## READING PASSAGE
○ ○ ○ ○ ○

Tips for Tricky Topics During the Holidays

Every teen knows that one crazy relative whose opinions stir up trouble during holiday get-togethers. With so many varying opinions, controversial topics are bound to be brought up, but with this step-by-step guide, you can easily handle a couple of these subjects. 

  1. Politics

Politics is usually the main talking point at holiday dinners, especially between older adults. They love to debate with one another about whose chosen political party is better. We all know that they will never come to a conclusion and that these arguments will last until the day they all die. Sometimes adults will attempt to pull you into the conversation by asking your political opinions. Although tempting, these questions will likely lead to more bickering around the table; instead, follow this guide to diffuse the situation. 

  • No one likes to be ignored, so acknowledge that you have heard your relatives’ questions.
  • From here you can go one of two ways: if you feel so prompted you can answer the question or you can try to move the conversation in a different direction.
  •  If you choose to answer the question, first recognize your relatives’ point-of-view and try to find something that you slightly agree with in their beliefs. Instead of focusing on everything you disagree with, build off of one key idea that you do believe in. Doing this will help you and your relatives meet at a potential middle ground instead of everyone arguing endlessly with each other.
  • If you feel as though you will get nowhere by discussing politics, try to bring up a different topic you know your relatives enjoy. People love to talk about themselves, and when someone brings up something that piques their interest, they will ramble on about it for as long as allowed. This will help break the unnecessary tension between you and your relatives, and help those who are pressed on politics move on to something more productive. 

Politics is an especially difficult topic as of late, and sometimes discussing it may not always be the best thing to do. Social media depicts a world where we can cut anyone we don’t agree with out of our lives, but this is not the reality for most people. It is important to remember that everyone is human and we all have our faults, but we must find ways to interact respectfully with our relatives even if we do not agree with them.

○ ○ ○ ○ ○

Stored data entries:

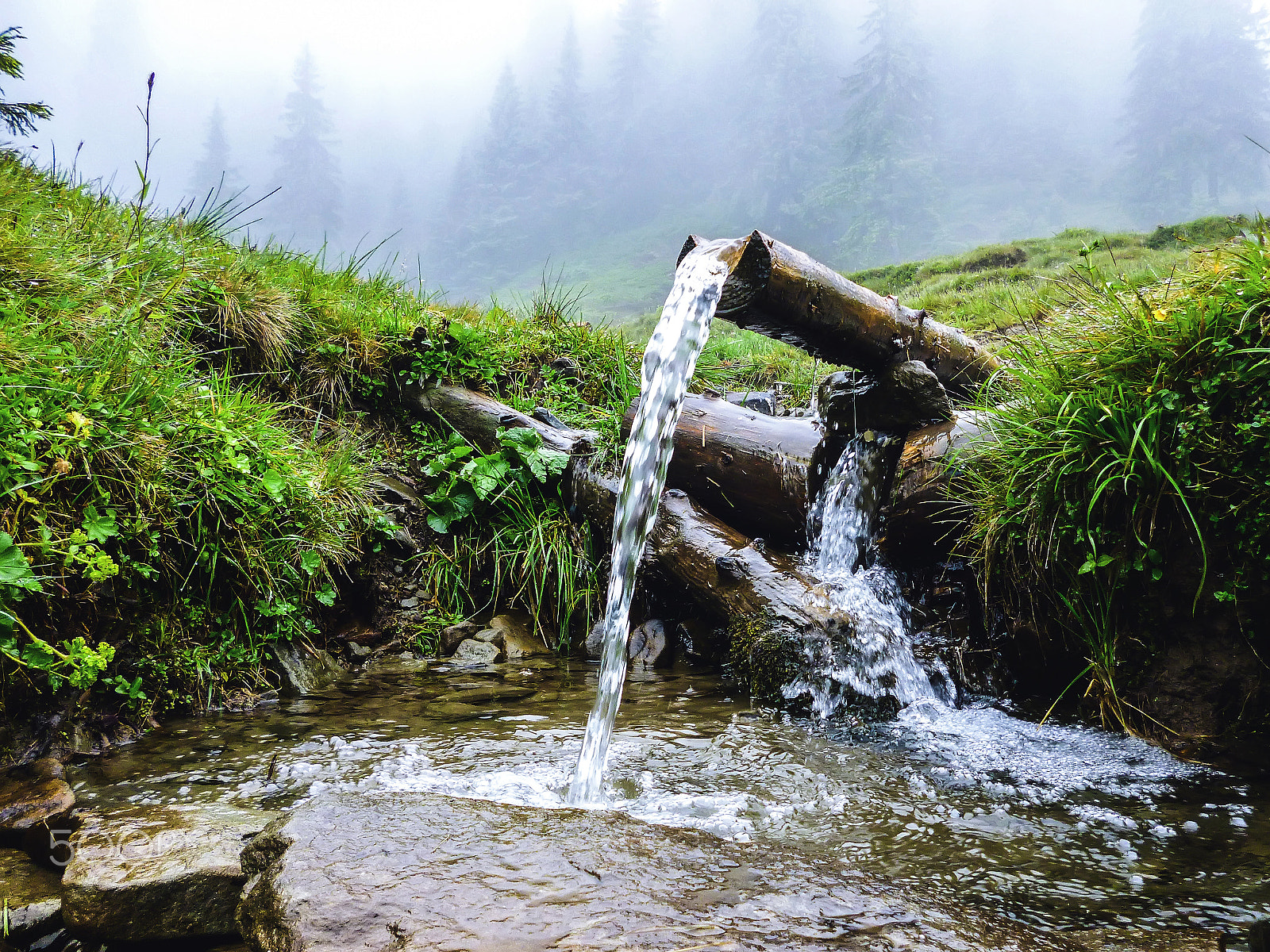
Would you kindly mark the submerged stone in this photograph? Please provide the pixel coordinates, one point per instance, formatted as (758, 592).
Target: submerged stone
(152, 873)
(421, 871)
(1138, 941)
(486, 695)
(473, 651)
(33, 898)
(31, 797)
(647, 644)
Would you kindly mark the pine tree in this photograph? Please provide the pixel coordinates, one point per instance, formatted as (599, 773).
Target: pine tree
(1199, 89)
(565, 181)
(213, 171)
(567, 120)
(489, 207)
(19, 118)
(309, 179)
(886, 190)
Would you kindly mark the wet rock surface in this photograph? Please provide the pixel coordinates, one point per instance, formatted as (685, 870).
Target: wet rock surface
(452, 635)
(304, 670)
(518, 638)
(648, 643)
(1060, 827)
(418, 871)
(32, 797)
(475, 651)
(33, 898)
(899, 399)
(152, 873)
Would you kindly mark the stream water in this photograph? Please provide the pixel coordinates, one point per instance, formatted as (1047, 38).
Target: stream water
(1058, 827)
(670, 361)
(1054, 827)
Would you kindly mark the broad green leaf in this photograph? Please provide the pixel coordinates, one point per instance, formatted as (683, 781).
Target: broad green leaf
(40, 655)
(14, 569)
(487, 474)
(273, 484)
(99, 526)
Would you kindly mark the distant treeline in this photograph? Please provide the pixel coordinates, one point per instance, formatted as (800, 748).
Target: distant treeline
(864, 156)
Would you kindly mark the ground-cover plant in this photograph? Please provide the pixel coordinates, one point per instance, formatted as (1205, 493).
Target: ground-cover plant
(1130, 459)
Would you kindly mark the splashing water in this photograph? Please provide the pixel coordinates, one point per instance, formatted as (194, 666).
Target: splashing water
(670, 359)
(870, 654)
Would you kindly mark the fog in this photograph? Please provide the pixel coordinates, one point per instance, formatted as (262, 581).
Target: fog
(484, 143)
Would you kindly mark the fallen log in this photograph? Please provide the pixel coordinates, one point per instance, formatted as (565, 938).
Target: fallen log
(479, 418)
(749, 469)
(922, 522)
(813, 308)
(901, 399)
(760, 601)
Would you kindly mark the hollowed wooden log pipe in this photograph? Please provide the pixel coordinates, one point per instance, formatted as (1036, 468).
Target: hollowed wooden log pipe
(784, 294)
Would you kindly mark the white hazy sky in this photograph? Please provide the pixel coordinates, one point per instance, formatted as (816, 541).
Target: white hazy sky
(429, 63)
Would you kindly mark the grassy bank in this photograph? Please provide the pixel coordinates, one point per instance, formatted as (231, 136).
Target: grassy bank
(1126, 505)
(190, 431)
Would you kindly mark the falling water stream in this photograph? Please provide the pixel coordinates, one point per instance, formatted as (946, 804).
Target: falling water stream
(870, 653)
(668, 363)
(949, 801)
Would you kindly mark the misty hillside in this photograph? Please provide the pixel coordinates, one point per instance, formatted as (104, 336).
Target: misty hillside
(584, 143)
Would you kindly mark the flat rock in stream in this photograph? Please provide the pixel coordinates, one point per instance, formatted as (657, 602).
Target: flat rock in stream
(421, 871)
(33, 896)
(154, 873)
(484, 695)
(473, 651)
(518, 638)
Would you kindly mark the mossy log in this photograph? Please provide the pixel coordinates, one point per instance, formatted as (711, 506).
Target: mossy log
(922, 520)
(749, 469)
(784, 294)
(479, 418)
(760, 602)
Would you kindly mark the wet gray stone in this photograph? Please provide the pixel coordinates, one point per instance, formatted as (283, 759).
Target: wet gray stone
(647, 644)
(33, 896)
(455, 634)
(518, 636)
(158, 873)
(32, 795)
(471, 651)
(421, 871)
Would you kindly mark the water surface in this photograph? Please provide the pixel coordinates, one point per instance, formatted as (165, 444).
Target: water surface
(1057, 827)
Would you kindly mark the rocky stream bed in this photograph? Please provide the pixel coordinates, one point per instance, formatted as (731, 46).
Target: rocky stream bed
(421, 805)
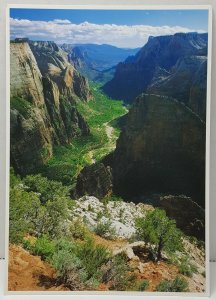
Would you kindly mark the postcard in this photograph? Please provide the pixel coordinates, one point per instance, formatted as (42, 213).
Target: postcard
(109, 149)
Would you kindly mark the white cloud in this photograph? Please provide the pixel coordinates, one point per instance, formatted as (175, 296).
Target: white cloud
(64, 31)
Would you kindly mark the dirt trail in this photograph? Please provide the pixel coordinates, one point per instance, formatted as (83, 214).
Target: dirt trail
(30, 273)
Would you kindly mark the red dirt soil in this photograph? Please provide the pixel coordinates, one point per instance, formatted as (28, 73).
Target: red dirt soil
(30, 273)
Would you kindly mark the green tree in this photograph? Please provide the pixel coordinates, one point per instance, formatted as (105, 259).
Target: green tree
(24, 208)
(47, 189)
(177, 285)
(157, 229)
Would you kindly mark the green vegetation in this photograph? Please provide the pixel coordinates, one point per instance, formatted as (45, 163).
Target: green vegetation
(69, 160)
(143, 285)
(117, 273)
(105, 229)
(21, 105)
(43, 247)
(35, 212)
(157, 229)
(177, 285)
(186, 267)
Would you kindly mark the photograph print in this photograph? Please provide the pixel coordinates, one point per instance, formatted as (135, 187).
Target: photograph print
(108, 119)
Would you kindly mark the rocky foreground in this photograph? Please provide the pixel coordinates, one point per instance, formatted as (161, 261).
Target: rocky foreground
(118, 219)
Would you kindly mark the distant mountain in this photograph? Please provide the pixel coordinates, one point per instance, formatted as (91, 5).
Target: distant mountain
(97, 62)
(173, 65)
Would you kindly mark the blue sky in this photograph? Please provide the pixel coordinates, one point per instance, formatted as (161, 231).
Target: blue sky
(122, 28)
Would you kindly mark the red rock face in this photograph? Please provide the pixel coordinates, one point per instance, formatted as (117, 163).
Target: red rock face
(43, 88)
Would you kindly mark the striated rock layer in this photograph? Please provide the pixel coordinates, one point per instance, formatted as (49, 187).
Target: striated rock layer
(43, 89)
(172, 65)
(161, 149)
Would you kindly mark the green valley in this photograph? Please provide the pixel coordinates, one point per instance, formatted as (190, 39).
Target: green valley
(99, 112)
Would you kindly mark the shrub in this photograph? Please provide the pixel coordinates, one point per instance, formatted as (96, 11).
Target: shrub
(156, 228)
(143, 285)
(68, 265)
(116, 274)
(186, 268)
(78, 230)
(92, 257)
(177, 285)
(14, 179)
(47, 189)
(44, 248)
(105, 229)
(24, 208)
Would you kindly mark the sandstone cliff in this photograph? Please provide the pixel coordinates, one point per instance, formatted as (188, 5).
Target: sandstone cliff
(43, 104)
(162, 148)
(166, 65)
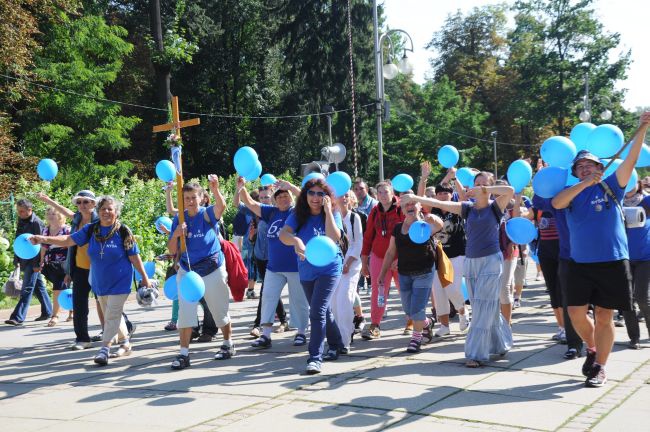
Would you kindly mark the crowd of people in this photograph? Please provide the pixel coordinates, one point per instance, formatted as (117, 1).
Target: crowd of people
(595, 265)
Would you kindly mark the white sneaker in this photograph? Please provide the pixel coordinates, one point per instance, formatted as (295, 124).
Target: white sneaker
(79, 346)
(442, 331)
(463, 322)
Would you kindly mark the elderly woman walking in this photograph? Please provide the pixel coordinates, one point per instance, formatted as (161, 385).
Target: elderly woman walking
(113, 254)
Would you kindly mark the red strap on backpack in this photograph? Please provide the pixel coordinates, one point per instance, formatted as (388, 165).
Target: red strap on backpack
(237, 272)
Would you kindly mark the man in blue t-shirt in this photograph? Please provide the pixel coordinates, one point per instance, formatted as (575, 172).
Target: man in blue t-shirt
(600, 270)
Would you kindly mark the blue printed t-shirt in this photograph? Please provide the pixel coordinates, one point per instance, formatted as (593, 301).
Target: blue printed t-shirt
(482, 229)
(639, 243)
(202, 242)
(112, 271)
(282, 258)
(315, 226)
(596, 228)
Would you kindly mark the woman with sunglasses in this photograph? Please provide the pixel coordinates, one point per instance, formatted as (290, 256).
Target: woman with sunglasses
(489, 332)
(77, 264)
(380, 225)
(315, 215)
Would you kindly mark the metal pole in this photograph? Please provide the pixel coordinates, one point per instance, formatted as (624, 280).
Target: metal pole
(494, 143)
(379, 91)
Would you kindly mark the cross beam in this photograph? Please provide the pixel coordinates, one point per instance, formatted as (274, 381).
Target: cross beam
(176, 125)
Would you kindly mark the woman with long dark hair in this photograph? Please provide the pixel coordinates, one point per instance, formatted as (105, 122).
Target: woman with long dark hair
(315, 215)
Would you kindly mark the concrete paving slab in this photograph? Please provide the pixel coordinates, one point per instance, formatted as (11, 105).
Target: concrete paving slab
(370, 393)
(631, 416)
(504, 410)
(169, 411)
(535, 385)
(319, 417)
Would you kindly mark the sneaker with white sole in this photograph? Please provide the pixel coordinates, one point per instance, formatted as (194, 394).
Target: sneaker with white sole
(79, 346)
(442, 331)
(463, 322)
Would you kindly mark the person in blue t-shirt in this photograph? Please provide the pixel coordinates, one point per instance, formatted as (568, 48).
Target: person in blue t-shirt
(600, 270)
(313, 216)
(489, 333)
(202, 255)
(282, 266)
(113, 253)
(639, 247)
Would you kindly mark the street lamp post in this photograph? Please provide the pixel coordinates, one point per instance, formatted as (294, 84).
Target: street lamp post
(391, 72)
(585, 115)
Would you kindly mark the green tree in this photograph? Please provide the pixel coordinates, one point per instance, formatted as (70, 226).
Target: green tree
(83, 56)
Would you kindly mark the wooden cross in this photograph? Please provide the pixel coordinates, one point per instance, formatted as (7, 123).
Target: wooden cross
(176, 125)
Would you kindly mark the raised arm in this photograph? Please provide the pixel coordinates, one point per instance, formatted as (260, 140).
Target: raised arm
(58, 207)
(169, 204)
(425, 171)
(63, 241)
(448, 206)
(219, 199)
(331, 229)
(624, 171)
(285, 185)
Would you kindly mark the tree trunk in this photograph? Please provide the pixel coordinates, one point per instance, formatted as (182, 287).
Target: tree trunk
(162, 71)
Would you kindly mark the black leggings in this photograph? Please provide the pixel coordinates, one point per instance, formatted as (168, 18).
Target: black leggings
(279, 310)
(80, 294)
(641, 284)
(573, 340)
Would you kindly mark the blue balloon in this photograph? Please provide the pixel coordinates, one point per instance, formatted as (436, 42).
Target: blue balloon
(47, 169)
(311, 176)
(170, 288)
(402, 182)
(192, 287)
(634, 178)
(549, 181)
(580, 134)
(463, 289)
(166, 171)
(65, 299)
(149, 268)
(558, 152)
(644, 156)
(466, 176)
(448, 156)
(321, 251)
(24, 249)
(255, 172)
(163, 221)
(340, 182)
(268, 180)
(521, 230)
(244, 160)
(519, 174)
(605, 141)
(420, 232)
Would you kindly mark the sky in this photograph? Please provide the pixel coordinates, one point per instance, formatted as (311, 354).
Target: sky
(421, 18)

○ ○ ○ ○ ○

## TASK SET
**1.** Answer these questions from the guide on tricky holiday topics:
(a) Between whom is politics usually the main talking point at holiday dinners?
(b) What is the first step when relatives ask for your political opinions?
(c) What kind of world does social media depict?
**2.** Go on with the guide on tricky holiday topics from where it ends.
The entries come from a different source than the guide.

## TASK RESPONSES
**1.**
(a) Older adults.
(b) Acknowledge that you have heard your relatives' questions.
(c) A world where we can cut anyone we don't agree with out of our lives.

**2.**
  1. Plans for the future

Every teenager has that one relative who will endlessly pester you about your plans for the future during family gatherings. Although they mean well, this can be incredibly frustrating for the person on the receiving end, especially if they do not know their plans for the future yet. If you can relate to this perhaps some of these recommendations can assist you in getting through this sometimes bothersome conversation.

  • Like the previous section, this conversation can go one of two ways. You may choose to answer the question or you may choose to respond with a different topic.
  • If you choose to answer the question, try to have fun with it. Instead of listing off your plans for the future in hopes of getting the conversation over, try and spice it up a bit. Tell your relative other plans you might have that don’t involve your higher education or job. Perhaps you may mention details of your dream house or how many pets you want. This may sound silly, but it could help start something bigger that doesn’t feel like an interrogation from your relatives but an actual conversation. If you’re feeling extra, you could ask the same question of your relative, and they may share their plans for the future. This could help strengthen your relationship or break up an awkwardness that may have formed between you and a relative you haven’t seen in a long time.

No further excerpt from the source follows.